◆ Source ◆
X

We are very happy to announce a new Zeek project now available on GitHub. The Spicy parser generator makes it substantially easier for Zeek to support and parse new protocols and file formats. I will tell you a bit more about Spicy’s capabilities and history in the following, and also show an end-to-end example of adding TFTP support to Zeek without writing a single line of C++ code. We are very interested in feedback, and I encourage you to give Spicy a try. 

Spicy Logo

What is Spicy?

Parsing network traffic is core to everything Zeek does: all Zeek scripts rely critically on the stream of events that Zeek’s built-in protocol analyzers produce by carefully decoding conversations on the network. Unfortunately, however, implementing these protocol analyzers remains one of the most challenging tasks in Zeek, as their code must robustly sift through large volumes of untrusted input—data that could have been sent by a noncompliant protocol stack, or forged by an adversary. The time and effort it takes to implement new analyzers has arguably become the primary bottleneck for advancing Zeek’s capabilities, with hardly any new analyzers making it into the distribution in recent years.

Spicy aims to overcome this state of affairs by drastically lowering the bar for creating new analyzers. Spicy provides a new, domain-specific scripting language that is tailored to describing protocols & file formats, and it comes with a compiler toolchain that turns that language into robust C++ parsing code. Through its abstractions, Spicy brings creating protocol analyzers down to the level of writing Zeek scripts: while certainly not trivial, it becomes a task accessible to a much broader set of people.

◆ Exercise details ◆
Could you update the Spicy announcement, starting with "What is Spicy?" and going on through "in recent years.", so that "adversary" reads "attacker" instead?

Excerpt from a dataset
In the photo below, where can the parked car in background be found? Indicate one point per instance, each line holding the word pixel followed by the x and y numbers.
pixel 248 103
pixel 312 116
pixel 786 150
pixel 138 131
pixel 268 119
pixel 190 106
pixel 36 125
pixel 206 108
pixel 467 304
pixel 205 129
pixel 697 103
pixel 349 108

◆ Solved exercise ◆
What is Spicy?

Parsing network traffic is core to everything Zeek does: all Zeek scripts rely critically on the stream of events that Zeek’s built-in protocol analyzers produce by carefully decoding conversations on the network. Unfortunately, however, implementing these protocol analyzers remains one of the most challenging tasks in Zeek, as their code must robustly sift through large volumes of untrusted input—data that could have been sent by a noncompliant protocol stack, or forged by an attacker. The time and effort it takes to implement new analyzers has arguably become the primary bottleneck for advancing Zeek’s capabilities, with hardly any new analyzers making it into the distribution in recent years.